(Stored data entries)
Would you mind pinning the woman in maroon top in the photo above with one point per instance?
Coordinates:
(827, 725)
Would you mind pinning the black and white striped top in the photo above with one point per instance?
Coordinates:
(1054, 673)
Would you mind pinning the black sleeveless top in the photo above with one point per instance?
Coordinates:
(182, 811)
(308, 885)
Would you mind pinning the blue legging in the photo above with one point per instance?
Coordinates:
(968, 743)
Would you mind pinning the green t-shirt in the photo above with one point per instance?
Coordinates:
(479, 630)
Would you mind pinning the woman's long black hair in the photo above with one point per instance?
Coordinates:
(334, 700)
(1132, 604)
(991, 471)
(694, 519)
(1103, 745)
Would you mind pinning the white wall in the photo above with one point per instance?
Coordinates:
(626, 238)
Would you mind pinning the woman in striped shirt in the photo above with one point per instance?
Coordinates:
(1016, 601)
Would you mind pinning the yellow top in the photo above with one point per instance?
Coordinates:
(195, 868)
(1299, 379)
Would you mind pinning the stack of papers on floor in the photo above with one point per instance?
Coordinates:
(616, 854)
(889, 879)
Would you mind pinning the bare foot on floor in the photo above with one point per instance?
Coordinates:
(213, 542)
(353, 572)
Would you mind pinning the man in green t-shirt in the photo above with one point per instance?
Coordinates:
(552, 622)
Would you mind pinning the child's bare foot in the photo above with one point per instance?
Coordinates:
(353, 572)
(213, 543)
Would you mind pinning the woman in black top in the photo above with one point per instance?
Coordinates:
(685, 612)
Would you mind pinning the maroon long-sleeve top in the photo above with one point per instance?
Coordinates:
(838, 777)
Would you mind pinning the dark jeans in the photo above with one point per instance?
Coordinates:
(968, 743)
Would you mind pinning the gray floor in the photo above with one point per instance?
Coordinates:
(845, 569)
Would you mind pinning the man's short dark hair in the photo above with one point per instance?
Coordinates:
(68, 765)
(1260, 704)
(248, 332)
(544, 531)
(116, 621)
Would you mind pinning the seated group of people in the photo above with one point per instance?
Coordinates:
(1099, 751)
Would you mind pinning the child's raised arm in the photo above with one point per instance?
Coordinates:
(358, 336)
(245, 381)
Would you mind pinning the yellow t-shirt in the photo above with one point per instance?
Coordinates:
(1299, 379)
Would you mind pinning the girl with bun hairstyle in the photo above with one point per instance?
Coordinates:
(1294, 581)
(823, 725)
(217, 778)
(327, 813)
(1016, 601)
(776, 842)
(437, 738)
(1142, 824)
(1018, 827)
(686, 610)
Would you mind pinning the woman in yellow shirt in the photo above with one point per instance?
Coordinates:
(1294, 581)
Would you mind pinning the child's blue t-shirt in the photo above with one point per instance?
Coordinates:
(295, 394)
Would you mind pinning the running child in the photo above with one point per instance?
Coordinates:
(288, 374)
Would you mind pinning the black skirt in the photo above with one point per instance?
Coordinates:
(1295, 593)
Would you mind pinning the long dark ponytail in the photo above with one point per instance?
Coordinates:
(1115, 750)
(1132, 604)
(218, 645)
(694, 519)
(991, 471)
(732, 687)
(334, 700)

Problem to work on = Could you print, word for word, the line containing "Would you mind pinning the child's blue" and every line after it through the end of the records, and nothing else?

Answer below =
Would you mind pinning the child's blue t-shirt in the photo above with one point per instance?
Coordinates:
(295, 394)
Would you mind pinning the running child in the photo above with one point per instance?
Coordinates:
(288, 374)
Would you mind pinning the black skirt in the photo above with one point per instance?
Coordinates:
(1295, 593)
Would you mind pinning the long dark ponytail in the photo above with one point per instance?
Coordinates:
(1115, 750)
(1132, 604)
(218, 645)
(694, 519)
(991, 471)
(732, 687)
(334, 700)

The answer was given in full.